> [Exercise description]:
Rewrite every one of the entries below, swapping "Input query" for "Search phrase" wherever it appears and leaving everything else unchanged.
-*-
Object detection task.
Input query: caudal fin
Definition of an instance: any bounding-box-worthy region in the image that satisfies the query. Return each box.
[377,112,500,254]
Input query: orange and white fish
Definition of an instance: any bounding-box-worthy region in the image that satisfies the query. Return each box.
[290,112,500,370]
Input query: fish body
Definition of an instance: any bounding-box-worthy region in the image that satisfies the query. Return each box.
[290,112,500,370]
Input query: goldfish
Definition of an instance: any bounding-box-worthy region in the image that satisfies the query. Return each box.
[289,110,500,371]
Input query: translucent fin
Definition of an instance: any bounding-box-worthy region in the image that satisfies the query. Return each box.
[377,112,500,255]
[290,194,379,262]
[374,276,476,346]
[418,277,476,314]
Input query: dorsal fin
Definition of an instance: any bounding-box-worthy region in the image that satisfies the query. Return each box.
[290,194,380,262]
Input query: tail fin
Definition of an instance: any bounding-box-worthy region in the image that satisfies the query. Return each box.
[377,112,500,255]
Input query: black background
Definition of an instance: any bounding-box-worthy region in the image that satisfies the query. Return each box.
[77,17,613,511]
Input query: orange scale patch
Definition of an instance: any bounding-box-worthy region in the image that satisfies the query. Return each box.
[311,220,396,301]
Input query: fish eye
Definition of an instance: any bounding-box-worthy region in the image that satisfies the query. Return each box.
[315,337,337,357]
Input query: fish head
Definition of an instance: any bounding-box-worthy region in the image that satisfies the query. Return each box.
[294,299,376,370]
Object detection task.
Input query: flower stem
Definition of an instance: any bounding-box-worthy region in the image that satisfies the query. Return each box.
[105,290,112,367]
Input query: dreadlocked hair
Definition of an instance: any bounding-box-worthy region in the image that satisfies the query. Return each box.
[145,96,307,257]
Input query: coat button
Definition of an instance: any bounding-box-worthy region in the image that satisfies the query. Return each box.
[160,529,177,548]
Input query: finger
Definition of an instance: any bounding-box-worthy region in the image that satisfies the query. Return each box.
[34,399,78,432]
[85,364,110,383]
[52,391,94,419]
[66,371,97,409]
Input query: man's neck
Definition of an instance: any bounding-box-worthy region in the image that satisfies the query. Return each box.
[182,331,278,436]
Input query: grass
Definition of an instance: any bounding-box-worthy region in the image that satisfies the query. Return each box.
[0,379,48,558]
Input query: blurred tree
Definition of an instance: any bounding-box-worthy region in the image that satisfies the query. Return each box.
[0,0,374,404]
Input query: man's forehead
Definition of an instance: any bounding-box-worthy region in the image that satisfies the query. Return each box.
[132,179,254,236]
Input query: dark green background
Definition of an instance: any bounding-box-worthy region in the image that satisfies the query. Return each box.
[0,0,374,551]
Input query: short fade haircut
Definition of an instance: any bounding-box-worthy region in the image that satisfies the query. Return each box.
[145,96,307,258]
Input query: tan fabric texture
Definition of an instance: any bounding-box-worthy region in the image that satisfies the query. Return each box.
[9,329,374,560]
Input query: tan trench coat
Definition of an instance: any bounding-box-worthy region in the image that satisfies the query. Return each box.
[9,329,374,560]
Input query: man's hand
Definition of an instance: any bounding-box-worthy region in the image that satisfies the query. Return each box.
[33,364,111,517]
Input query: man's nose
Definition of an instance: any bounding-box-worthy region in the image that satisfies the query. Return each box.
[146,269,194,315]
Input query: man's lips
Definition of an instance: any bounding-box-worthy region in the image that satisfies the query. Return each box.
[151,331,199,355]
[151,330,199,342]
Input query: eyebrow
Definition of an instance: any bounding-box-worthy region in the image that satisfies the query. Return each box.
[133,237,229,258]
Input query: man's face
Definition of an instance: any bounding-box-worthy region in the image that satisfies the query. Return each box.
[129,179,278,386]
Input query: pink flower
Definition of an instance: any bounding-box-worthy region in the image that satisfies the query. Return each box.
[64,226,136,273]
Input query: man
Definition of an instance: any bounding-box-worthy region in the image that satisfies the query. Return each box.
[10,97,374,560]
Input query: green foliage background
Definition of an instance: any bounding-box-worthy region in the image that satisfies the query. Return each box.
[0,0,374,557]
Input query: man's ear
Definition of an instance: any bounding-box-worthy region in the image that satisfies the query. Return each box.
-*-
> [Exercise response]:
Object detection task.
Search phrase: caudal fin
Definition of an instance: any bounding-box-worthy region in the image that satisfies the query. Return each box.
[377,112,500,254]
Search phrase: orange and white fish
Definition of an instance: any bounding-box-worthy region in the image that satisfies the query. Return each box.
[290,112,500,370]
Search phrase: fish body
Definition of an instance: any bounding-box-worthy region in the image that satisfies the query. Return each box.
[290,112,500,370]
Search phrase: goldfish
Definition of an instance: any bounding-box-worthy region in the image that satisfies the query. Return each box.
[289,110,500,371]
Search phrase: translucent fin
Definition of an instance: any bounding-box-worthy region in the image that satisfies the query. Return each box.
[377,112,500,255]
[290,194,379,262]
[374,276,476,346]
[418,277,476,314]
Search phrase: dorsal fin
Definition of an instance: any bounding-box-worthy region in the image that satisfies the query. Return each box.
[290,194,380,262]
Search phrase: tail fin
Definition of an instance: any bounding-box-worthy region in the image that satisfies the query. Return each box.
[377,112,500,255]
Search phrase: black background
Definition of an instance: any bounding-box-worthy region in the image that satisfies the query. Return each box.
[77,17,613,511]
Search phrase: orange scale patch
Definition of an instance: any bounding-box-worthy region in the image that satisfies the query. Return each box.
[311,220,396,301]
Search phrase: fish eye
Definition of an instance: any bounding-box-worthy region in the image that satisfies the query. Return each box.
[315,337,337,357]
Search phrase: fish head
Definition of an instance: any bounding-box-worthy region in the image that satisfies the query. Return each box.
[294,299,376,370]
Object detection task.
Search phrase: flower stem
Definition of an instance: any bounding-box-worthy region in the image that satisfies the query. Return each box.
[105,290,112,367]
Search phrase: dreadlocked hair
Definition of an instance: any bounding-box-worthy region in the image that satisfies the query. Return each box.
[145,96,307,257]
Search phrase: coat button
Definition of an instance: any bounding-box-worthy region in the image that satisfies the query. Return each box.
[160,529,177,548]
Search phrase: finger
Definition of an instance: any bounding-box-worthy region in the image that satisfies the query. Return each box.
[34,399,78,432]
[85,364,110,383]
[52,391,94,419]
[66,371,97,409]
Search phrase: man's neck
Definition of an instance: any bounding-box-worthy region in the image that satisfies the query. Return each box.
[182,331,278,436]
Search phrase: grass
Definition of an instance: any bounding-box-worthy region in the image that satisfies the query. Return each box.
[0,379,48,558]
Search phrase: blurred tree
Definition of an instance: any bounding-box-worthy region in the image that satisfies the query. Return each box.
[0,0,374,404]
Search phrase: man's forehead
Definition of an instance: any bounding-box-worthy region in the image that satisfies the query. Return each box.
[132,179,254,236]
Search phrase: dark green background
Definition of an instance: any bounding-box-worthy region in the image that satisfies the query. Return each box.
[0,0,374,551]
Search phrase: short fade haircut
Definition of an instance: any bounding-box-worthy region in the image that satisfies the query. Return each box.
[145,96,307,258]
Search phrase: tan fabric texture
Definition of an instance: any bounding-box-worthy region in the image that satisfies the query. Return each box.
[9,329,374,560]
Search phrase: tan trench coat
Definition of an instance: any bounding-box-worthy region in the image that satisfies the query. Return each box.
[9,329,374,560]
Search phrase: man's hand
Definition of an instance: any bounding-box-worthy region in the image that satisfies the query. Return each box.
[33,364,111,517]
Search phrase: man's nose
Definition of an instance: any bounding-box-worthy region in the image that satisfies the query. Return each box.
[146,269,194,315]
Search phrase: man's lips
Definition of an instance: any bounding-box-worthy region in the image that satisfies the query. Return each box.
[151,331,199,355]
[151,330,199,342]
Search phrase: eyebrow
Definition of an instance: any bounding-box-worthy region in the image that satisfies the query. Return each box.
[133,237,229,258]
Search phrase: man's face
Definition of an instance: any bounding-box-worthy region in the image that satisfies the query. Return each box.
[129,179,278,386]
Search phrase: pink flower
Definition of an instance: any bounding-box-worthy region in the image that satisfies the query. Return each box.
[64,226,136,273]
Search phrase: man
Definition of an instance: any bounding-box-worthy region in the image that satisfies the query. Return each box.
[10,97,374,560]
Search phrase: green foliage background
Definition of an instance: any bounding-box-worthy region in the image that satisfies the query. Return each box.
[0,0,374,557]
Search phrase: man's ear
Definition of an instance: any bounding-box-worthy region in the image that satisfies the query. Return each box.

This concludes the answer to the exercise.